===== GIVEN INFORMATION

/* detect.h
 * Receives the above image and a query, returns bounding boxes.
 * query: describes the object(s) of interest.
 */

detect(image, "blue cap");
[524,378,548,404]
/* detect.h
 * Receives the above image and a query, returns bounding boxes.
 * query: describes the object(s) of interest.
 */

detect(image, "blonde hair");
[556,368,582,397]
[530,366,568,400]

==========

> **WHAT THE TASK ASKS**
Exact copies of all the entries above should be returned.

> **RESPONSE TO THE EXERCISE**
/* detect.h
 * Receives the above image and a query, returns bounding boxes.
 * query: describes the object(s) of interest.
 */

detect(image, "blue cap");
[524,378,548,404]
/* detect.h
 * Receives the above image and a query, returns bounding boxes.
 * query: describes the object(s) of interest.
 */

detect(image, "blonde hair");
[556,368,582,397]
[530,366,568,400]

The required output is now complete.